**Deine Aufgabe:** Stelle die gesamte Auflistung als CSV mit den zwei Spalten „eingabe“ und „ausgabe“ dar, je Zeile ein Text mit seiner Antwort. Setze jedes Feld in Anführungszeichen und ersetze Zeilenumbrüche durch Leerzeichen.

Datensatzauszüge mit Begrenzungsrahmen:
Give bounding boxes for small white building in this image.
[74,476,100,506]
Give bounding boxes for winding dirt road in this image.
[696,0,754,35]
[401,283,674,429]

**Endergebnis:**
eingabe,ausgabe
"Give bounding boxes for small white building in this image.","[74,476,100,506]"
"Give bounding boxes for winding dirt road in this image.","[696,0,754,35] [401,283,674,429]"